▸ Records for the task:
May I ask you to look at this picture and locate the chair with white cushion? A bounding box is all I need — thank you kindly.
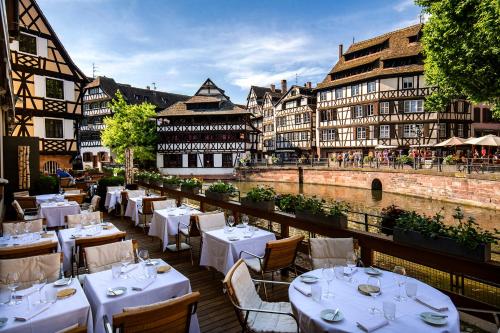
[223,259,298,333]
[13,191,30,197]
[66,211,103,228]
[0,253,62,284]
[195,211,226,263]
[83,239,137,274]
[309,237,354,269]
[152,199,177,211]
[2,218,45,235]
[81,195,101,213]
[11,200,40,221]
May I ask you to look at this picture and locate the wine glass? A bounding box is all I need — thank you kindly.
[242,215,249,228]
[24,222,32,235]
[138,249,150,264]
[6,272,20,306]
[33,272,47,304]
[393,265,407,302]
[322,265,335,299]
[346,252,357,273]
[227,216,235,228]
[120,250,132,279]
[367,276,382,314]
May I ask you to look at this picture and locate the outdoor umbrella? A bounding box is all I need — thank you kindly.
[434,137,466,147]
[374,145,398,149]
[465,134,500,146]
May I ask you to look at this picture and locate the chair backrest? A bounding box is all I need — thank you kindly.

▸ What is needed: An exact copy of the records above is needed, with the pictures removed.

▸ Final answer:
May I ask you to look at this picture and locate the chair with white cushion? A bounding box is all I need — thank you kindly.
[223,259,298,333]
[13,191,30,197]
[66,211,103,228]
[0,253,62,284]
[195,211,226,263]
[83,239,137,274]
[309,237,354,269]
[152,199,177,211]
[2,218,45,235]
[81,195,101,213]
[11,200,40,221]
May I ask you to look at this picture and locate the wine glass? A bounding box is all I need — thank you kindly.
[242,215,249,228]
[24,222,32,235]
[138,249,150,264]
[6,272,20,306]
[33,272,47,304]
[393,265,407,302]
[322,265,335,299]
[346,252,357,273]
[227,216,235,228]
[120,250,132,279]
[367,276,382,314]
May I ask you to look at this picture and locate the outdoor umbrella? A bounding box is all I need — thank you kindly.
[434,137,466,147]
[374,145,398,149]
[465,134,500,146]
May I ask you to look at this picture and locate the chair backrest? A bounding box is all I need — thank you kindly.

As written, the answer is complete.